# [CONSIGNES]
1. Reproduisez l'extrait du texte sur l'assemblage du vin qui commence par "L’assemblage est un" et se termine par "beaucoup de concentration.", en substituant "début de l'été" à "printemps".
2. Poursuivez le texte sur l'assemblage du vin au-delà de sa dernière phrase.

# [TEXTE FOURNI]
=====

L’assemblage est un moment fort dans le calendrier du vigneron. Après les vendanges, les raisins sont pressés et la fermentation se déroule le plus souvent en cuve. C’est ensuite — parfois plusieurs mois après — qu’interviennent les assemblages. Généralement ils ont lieu au printemps, une fois que les jus se sont stabilisés. Concrètement, il s’agit de mélanger différentes cuves en vue de la mise en bouteille de la gamme. Lors de l’assemblage, chaque cuve est échantillonnée puis dégustée, les jus sont classés par volume et qualité et c’est ainsi que l’on va travailler la gamme en partant du haut de la pyramide : d’abord les cuvées les plus prestigieuses puis les vins « entrée de gamme ». Ce sont plusieurs heures de dégustation intense qui nécessitent beaucoup de concentration.
C’est un moment crucial dans la vie du vigneron qui lui permet de se faire une idée précise du style du millésime de l’année et de tenter de l’exprimer à travers les cuvées. C’est également un moment commercial fort puisque c’est lors des assemblages que les viticulteurs décident combien de bouteilles il faut produire pour chaque cuvée. Beaucoup de vignerons de la sélection Vins d’Avenir sont de « jeunes » vignerons dans la mesure où ils ont hérité/acheté un domaine en pleine croissance. Prévoir les ventes à l’avance n’est donc pas chose aisée. Être trop ambitieux peut coûter très cher au vigneron (coût des matières premières, du stockage des bouteilles et de l’immobilisation du stock) et, à l’inverse, ne pas en prévoir suffisamment peut être dramatique commercialement. Faute de vin, les clients peuvent être tentés de se tourner vers d’autres produits. Au Château Juvenal, c’est la qualité des jus qui va déterminer le nombre de bouteilles à réaliser pour les belles cuvées. « Pour notre cuvée Perséide ou La Terre du Petit homme on vise l’excellence. Si, lors du millésime en cours, à cause des aléas climatiques, nous avons moins de jus très qualitatifs, alors nous ferons moins de bouteilles cette année là. Pas question de compléter avec des vins de moindre qualité » m’explique Mathieu Rabin.

=====

# [DONNÉES FOURNIES]
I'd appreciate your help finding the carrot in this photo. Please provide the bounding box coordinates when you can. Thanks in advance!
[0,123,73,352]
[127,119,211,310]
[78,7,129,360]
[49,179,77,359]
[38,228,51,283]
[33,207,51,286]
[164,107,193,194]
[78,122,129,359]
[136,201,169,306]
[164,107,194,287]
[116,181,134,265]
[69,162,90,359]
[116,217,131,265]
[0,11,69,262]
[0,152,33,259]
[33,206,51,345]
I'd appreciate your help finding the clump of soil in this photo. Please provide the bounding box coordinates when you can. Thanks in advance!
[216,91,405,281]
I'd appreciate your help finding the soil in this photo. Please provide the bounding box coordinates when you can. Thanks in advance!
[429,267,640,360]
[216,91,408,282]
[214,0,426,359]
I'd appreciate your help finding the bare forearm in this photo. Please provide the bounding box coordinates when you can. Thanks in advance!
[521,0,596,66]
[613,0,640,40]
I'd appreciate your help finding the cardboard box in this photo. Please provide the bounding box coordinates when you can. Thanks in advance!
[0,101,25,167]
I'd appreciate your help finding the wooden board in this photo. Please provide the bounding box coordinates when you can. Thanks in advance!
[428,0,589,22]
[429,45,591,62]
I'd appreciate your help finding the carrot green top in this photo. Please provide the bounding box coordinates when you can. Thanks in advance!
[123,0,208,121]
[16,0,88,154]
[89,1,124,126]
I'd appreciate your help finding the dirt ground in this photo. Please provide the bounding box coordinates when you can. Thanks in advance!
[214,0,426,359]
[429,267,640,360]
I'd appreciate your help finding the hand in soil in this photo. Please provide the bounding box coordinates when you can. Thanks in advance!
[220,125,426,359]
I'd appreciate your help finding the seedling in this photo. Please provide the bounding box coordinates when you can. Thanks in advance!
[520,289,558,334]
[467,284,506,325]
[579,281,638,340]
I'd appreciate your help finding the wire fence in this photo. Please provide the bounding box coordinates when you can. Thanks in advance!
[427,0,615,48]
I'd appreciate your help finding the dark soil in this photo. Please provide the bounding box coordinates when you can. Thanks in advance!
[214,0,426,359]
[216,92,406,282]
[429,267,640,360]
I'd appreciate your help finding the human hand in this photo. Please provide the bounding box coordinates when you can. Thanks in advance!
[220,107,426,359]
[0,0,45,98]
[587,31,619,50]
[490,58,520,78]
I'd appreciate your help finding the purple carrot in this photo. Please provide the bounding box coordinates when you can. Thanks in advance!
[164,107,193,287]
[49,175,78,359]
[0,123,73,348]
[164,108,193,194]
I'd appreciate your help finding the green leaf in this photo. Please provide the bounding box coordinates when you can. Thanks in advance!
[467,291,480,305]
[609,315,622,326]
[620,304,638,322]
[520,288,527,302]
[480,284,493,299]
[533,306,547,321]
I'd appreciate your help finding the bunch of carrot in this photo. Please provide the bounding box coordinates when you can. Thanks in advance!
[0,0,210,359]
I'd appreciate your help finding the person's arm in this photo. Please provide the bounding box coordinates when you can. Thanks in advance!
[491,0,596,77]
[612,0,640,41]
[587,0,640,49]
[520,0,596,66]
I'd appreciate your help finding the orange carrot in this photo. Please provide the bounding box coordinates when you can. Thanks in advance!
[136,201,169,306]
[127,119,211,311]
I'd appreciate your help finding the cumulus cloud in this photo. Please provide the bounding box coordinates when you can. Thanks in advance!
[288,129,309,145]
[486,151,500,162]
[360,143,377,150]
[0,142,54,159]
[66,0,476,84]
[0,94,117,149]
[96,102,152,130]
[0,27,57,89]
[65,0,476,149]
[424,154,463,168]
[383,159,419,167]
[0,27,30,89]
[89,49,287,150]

=====

# [RÉPONSES DANS L'ORDRE]
1.
L’assemblage est un moment fort dans le calendrier du vigneron. Après les vendanges, les raisins sont pressés et la fermentation se déroule le plus souvent en cuve. C’est ensuite — parfois plusieurs mois après — qu’interviennent les assemblages. Généralement ils ont lieu au début de l'été, une fois que les jus se sont stabilisés. Concrètement, il s’agit de mélanger différentes cuves en vue de la mise en bouteille de la gamme. Lors de l’assemblage, chaque cuve est échantillonnée puis dégustée, les jus sont classés par volume et qualité et c’est ainsi que l’on va travailler la gamme en partant du haut de la pyramide : d’abord les cuvées les plus prestigieuses puis les vins « entrée de gamme ». Ce sont plusieurs heures de dégustation intense qui nécessitent beaucoup de concentration.

2.
La plupart des domaines ont donc beaucoup plus de cuves que de cuvées. C’est le cas au Mas Baudin à Montfrin où Amélie Bonnard détaille : « nous avons quinze cuves qui nous permettent de réaliser cinq cuvées différentes ».
Lors des assemblages, le vigneron n’est pas seul. En famille ou en équipe, il est important de confronter les points de vue. Dans la plupart des régions de France, l’œnologue conseil du domaine est toujours présent. C’est un prestataire extérieur qui accompagne le domaine, dans ses choix en terme de viticulture, de vinification mais également parfois dans la construction de la gamme. La place accordée à l’œnologue dépend de la stratégie du vigneron. Pour Amélie au Mas Baudin : « c’est un arbitre entre nous, il apporte un regard extérieur salvateur. Ce n’est pas lui qui nous dit quoi faire mais il nous permet de prendre du recul ». Au Château Juvenal, c’est Philippe Cambie, œnologue star de la vallée du Rhône, qui participe avec Mathieu et Sébastien aux assemblages. Son nom est mentionné sur les bouteilles, sa participation revendiquée par l’équipe. Sébastien avait des vignes en cave coopérative avant de créer Château Juvenal. Il voulait avoir un œil extérieur qui puisse l’épauler pour monter en gamme. Pour Mathieu Rabin : « Philippe Cambie est un œnologue extraordinaire. J’ai rarement vu quelqu’un d’aussi pointu en dégustation. Il se souvient de cuves dégustées il y a des semaines alors qu’il suit une soixantaine de domaines. Chez nous les assemblages sont assez rapides car, entre la vendange et les assemblages, nous dégustons très régulièrement les vins et, le jour J, nous avons déjà une idée assez précise de ce que nous allons faire ».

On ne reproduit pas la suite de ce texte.